* **Exercise task A**: Reproduce word for word the part of the concert review starting with "When the concert" and going on through "in that era.".
* **Exercise task B**: Carry on the review of the Advent Vespers concert from the point where it stops.

* **Quoted passage**:
• • •
2015–2016 Concert Series: “Christmas in Germany”
“The blend between Tempesta and Piffaro was special indeed.”
“Did a tour bus suddenly let out in front of the Cathedral Basilica of SS. Peter and Paul around the same time as its Friday Christmas concert? No, the line stretching down the windswept block was leading to the first joint concert by Tempesta di Mare, Piffaro, and Choral Arts Philadelphia. No doubt their combined mailing lists helped bring together a large crowd for three weekend concerts, plus an ambitious program titled “Advent Vespers, Dresden 1619.”
Because Vespers services tend to be assembled rather than composed from whole cloth, much leeway is possible, allowing the three collaborating ensembles to come up with a varied but stylistically coherent cross-section of music heard at that time and place, mainly Heinrich Schutz, Michael Praetorius, and Samuel Scheidt.
When the concert got down to business with weighty works such as Praetorius’ Magnificat and Schutz’s settings of Psalms 110 and 128 – going beyond chants and hymns that can tax any concert’s pacing – doors opened onto a rich, singular musical world. Schutz drew on any number of gestures (certain kinds of quicksilver rhythm) that originally sprang from the more operatic mind of Monteverdi, with German hymns and chorales as the compositional floor plan. Often in this repertoire, the exterior elements are about formal liturgical functions, but the music transcends that when the inner voices of the vocal writing and the middle sections of the psalm settings slip into more personal expression that tells you how life truly felt in that era.
Antiphonal effects between Piffaro and Tempesta worked particularly well in the acoustical expanse of the Cathedral Basilica. Adding voices to a space with such generous reverberation time created so much sound (even though Choral Arts had just 12 voices – handpicked ones) that the massed ensembles started to cancel out one another. At times, I wondered if I was hearing only 70 percent of the music – disappointing in a repertoire full of fine-cut details.
Periodically, conductor Matthew Glandorf (who also played organ) turned to the audience in an invitation to sing along with the hymns, with music printed in the program. Nice touch, though I felt too distant amid the acoustical expanse to participate. Many of these elements had a chance of correcting themselves in the later performances at venues in Chestnut Hill and Wilmington. I just hope that any disappointment that may have been felt at this concert on Friday won’t stop these groups from collaborating again. The blend between Tempesta and Piffaro was special indeed.” Philadelphia Inquirer, December 22, 2015
“This performance revealed the splendor and ethereal beauty of the Vespers, as well as the magic and excitement of bringing a reconstructed chapter of music history to life.”
• • •
* **Provided data**:
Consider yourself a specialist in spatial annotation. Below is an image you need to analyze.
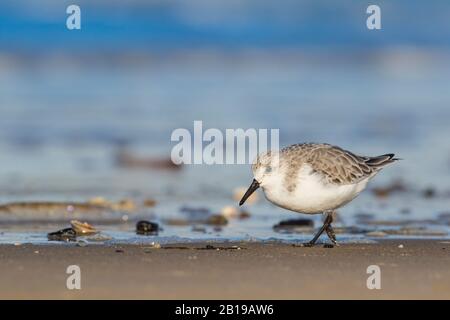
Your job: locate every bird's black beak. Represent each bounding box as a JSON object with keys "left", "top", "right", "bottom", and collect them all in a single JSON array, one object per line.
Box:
[{"left": 239, "top": 179, "right": 259, "bottom": 206}]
• • •
* **Task result A**:
When the concert got down to business with weighty works such as Praetorius’ Magnificat and Schutz’s settings of Psalms 110 and 128 – going beyond chants and hymns that can tax any concert’s pacing – doors opened onto a rich, singular musical world. Schutz drew on any number of gestures (certain kinds of quicksilver rhythm) that originally sprang from the more operatic mind of Monteverdi, with German hymns and chorales as the compositional floor plan. Often in this repertoire, the exterior elements are about formal liturgical functions, but the music transcends that when the inner voices of the vocal writing and the middle sections of the psalm settings slip into more personal expression that tells you how life truly felt in that era.

* **Task result B**:
“The Liturgy of the Hours, the recitation of certain prayers at fixed times of the day, is one of the oldest forms of Christian spirituality. Vespers the most ancient of these “offices” set a liturgy of prayer and music against the shadow of sunset.
In the 17th Century, Christmas vespers was a festive affair, featuring popular hymns, large groups of singers and instrumentalists in the cathedral. The concert recreated Christmas vespers as it might have sounded under the direction of Lutheran composer and organist Michael Praetorius in 17th Century Germany. The performance featured the 13 voices of Choral Arts Philadelphia and replicas of Renaissance instruments — including dulcians, theorbos, sackbuts, recorders, shawm and violone — provided by Piffaro and Tempesta di Mare. The concert marked the first collaboration among the three performing organizations.
Christmas in Germany: Dresden Vespers 1619 delivered musical splendor in the old and lush tradition. Featuring music by Praetorius, Heinrich Schutz and Samuel Scheidt — three prominent composers of the early 17th Century Dresden court — the program followed the traditional order of the Vespers service, taking the audience through the expectations, solemn reflections and joys of the Advent season.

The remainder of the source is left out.